### Directions
• 1. According to the Prudential Financial filing excerpt, what amount of cash and short-term investments did Prudential Financial hold as of December 31, 2007?
• 2. From the Prudential Financial filing excerpt, rewrite the stretch from "During 1996 and" through "the remaining liabilities.", replacing "operations" with "businesses".
• 3. Write the next part of the Prudential Financial liquidity discussion, picking up after its final sentence.
Source document start
During 1996 and 1997, we sold substantially all of our residential first mortgage banking and related operations of Prudential Home
Mortgage Company, Inc. and its affiliates. Results of these operations are reflected as a divested business for all periods presented. We
remain liable with respect to certain claims concerning these operations prior to sale. We believe that we have adequately reserved in all
material respects for the remaining liabilities.
Liquidity and Capital Resources
Prudential Financial
The principal sources of funds available to Prudential Financial, the parent holding company and registrant, to meet its obligations,
including the payment of shareholder dividends, debt service, operating expenses, capital contributions and obligations to subsidiaries are
dividends, returns of capital, interest income from its subsidiaries, and cash and short-term investments. These sources of funds are
complemented by Prudential Financial’s access to the capital markets and bank facilities. We believe that cash flows from these sources are
sufficient to satisfy the current liquidity requirements of Prudential Financial, including reasonably foreseeable contingencies. As of
December 31, 2007, Prudential Financial had cash and short-term investments of approximately $4.704 billion, an increase of $3.600
billion from December 31, 2006. Prudential Financial’s principal sources and uses of cash and short-term investments for the year ended
December 31, 2007 were as follows:
Year ended
December 31,
2007
(in millions)
Sources:
Dividends and/or returns of capital from subsidiaries(1) ............................................................... $3,212
Proceeds from the issuance of retail medium-term notes, net of repayments(2) ............................................. 937
Proceeds from the issuance of long-term debt, net of repayments(3) ..................................................... 2,245
Proceeds from the issuance of floating rate convertible senior notes, net of repayments(3) .................................... 861
Proceeds from the issuance of short-term debt, net of repayments ....................................................... 1,003
Net receipts under intercompany loan agreements(4) ................................................................. 549
Proceeds from stock-based compensation and exercise of stock options ................................................... 399
Total sources ............................................................................................. 9,206
Uses:
Capital contributions to subsidiaries(5) ............................................................................ 415
Capital contribution to rabbi trust(6) .............................................................................. 95
Share repurchases(7) ........................................................................................... 3,000
Shareholder dividends ......................................................................................... 533
Purchase of funding agreements from Prudential Insurance, net of maturities(2) ............................................ 937
Other, net ....................................................................................................... 626
Total uses ............................................................................................... 5,606
Net increase in cash and short-term investments ......................................................................... $3,600
(1) Includes dividends and/or returns of capital of $1.214 billion from Prudential Insurance, $682 million from international insurance and investments
subsidiaries, $572 million from securities subsidiaries, $268 million from asset management subsidiaries, $192 million from American Skandia, $176
million from other insurance subsidiaries, $80 million from an investment subsidiary conducting spread-lending activities, and $28 million from other
businesses.
Source document end
Dataset extract start
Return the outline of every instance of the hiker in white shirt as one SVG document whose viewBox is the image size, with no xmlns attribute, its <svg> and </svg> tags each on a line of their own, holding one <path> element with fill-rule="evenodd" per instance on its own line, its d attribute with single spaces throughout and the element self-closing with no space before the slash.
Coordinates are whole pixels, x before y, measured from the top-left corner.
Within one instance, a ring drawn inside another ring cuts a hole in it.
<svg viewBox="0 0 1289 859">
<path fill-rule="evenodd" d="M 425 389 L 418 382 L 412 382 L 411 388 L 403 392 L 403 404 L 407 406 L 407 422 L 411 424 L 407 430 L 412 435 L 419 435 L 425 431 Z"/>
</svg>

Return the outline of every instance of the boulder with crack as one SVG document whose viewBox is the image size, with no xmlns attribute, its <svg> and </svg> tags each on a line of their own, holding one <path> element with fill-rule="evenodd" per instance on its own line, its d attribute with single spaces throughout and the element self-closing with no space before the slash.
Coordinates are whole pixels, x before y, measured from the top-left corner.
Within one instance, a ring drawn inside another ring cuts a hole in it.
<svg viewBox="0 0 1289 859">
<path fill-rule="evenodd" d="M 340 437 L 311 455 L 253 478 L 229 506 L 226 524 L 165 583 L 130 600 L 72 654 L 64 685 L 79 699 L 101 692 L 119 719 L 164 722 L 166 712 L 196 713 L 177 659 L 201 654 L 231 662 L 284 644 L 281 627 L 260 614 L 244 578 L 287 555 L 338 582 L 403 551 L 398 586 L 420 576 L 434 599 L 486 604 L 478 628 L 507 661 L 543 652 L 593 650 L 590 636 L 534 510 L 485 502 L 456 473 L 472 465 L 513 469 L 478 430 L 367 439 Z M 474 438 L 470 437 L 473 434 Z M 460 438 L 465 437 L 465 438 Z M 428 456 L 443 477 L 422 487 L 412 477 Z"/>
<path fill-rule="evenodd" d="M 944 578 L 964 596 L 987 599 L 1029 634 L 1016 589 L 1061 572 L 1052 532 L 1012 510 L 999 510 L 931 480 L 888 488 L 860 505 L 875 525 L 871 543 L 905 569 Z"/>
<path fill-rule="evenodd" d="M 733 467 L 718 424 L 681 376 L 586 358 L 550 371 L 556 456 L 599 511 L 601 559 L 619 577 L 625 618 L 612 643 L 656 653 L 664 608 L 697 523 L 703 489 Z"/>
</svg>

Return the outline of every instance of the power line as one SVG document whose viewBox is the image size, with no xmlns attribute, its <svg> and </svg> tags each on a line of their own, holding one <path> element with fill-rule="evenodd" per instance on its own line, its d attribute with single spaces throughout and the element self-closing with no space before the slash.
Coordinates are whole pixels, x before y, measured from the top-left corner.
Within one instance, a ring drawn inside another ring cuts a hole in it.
Dataset extract end
### Results in order
• 1. Approximately $4.704 billion.

• 2.
During 1996 and 1997, we sold substantially all of our residential first mortgage banking and related businesses of Prudential Home
Mortgage Company, Inc. and its affiliates. Results of these businesses are reflected as a divested business for all periods presented. We
remain liable with respect to certain claims concerning these businesses prior to sale. We believe that we have adequately reserved in all
material respects for the remaining liabilities.

• 3.
(2) Proceeds from the issuance of retail medium-term notes are used primarily to purchase funding agreements from Prudential Insurance. See
“—Financing Activities” for a discussion of our retail note program.
(3) See “—Financing Activities.”
(4) Includes a loan repayment from an investment subsidiary of $3.500 billion that was originally funded with the proceeds from the convertible senior
notes issued in 2005 and 2006. Offsetting these repayments are loans of $2.361 billion to our asset management subsidiaries and a $250 million loan to
a domestic insurance subsidiary used to finance certain regulatory reserves required to be held in connection with the reinsurance of certain term life
policies.
(5) Includes capital contributions of $170 million to international insurance and investments subsidiaries, $100 million to American Skandia, $85 from
other insurance subsidiaries, $50 million to asset management subsidiaries, and $10 million from other businesses.
(6) See “—Uses of Capital—Rabbi Trust.”
(7) See “—Uses of Capital—Share Repurchases.”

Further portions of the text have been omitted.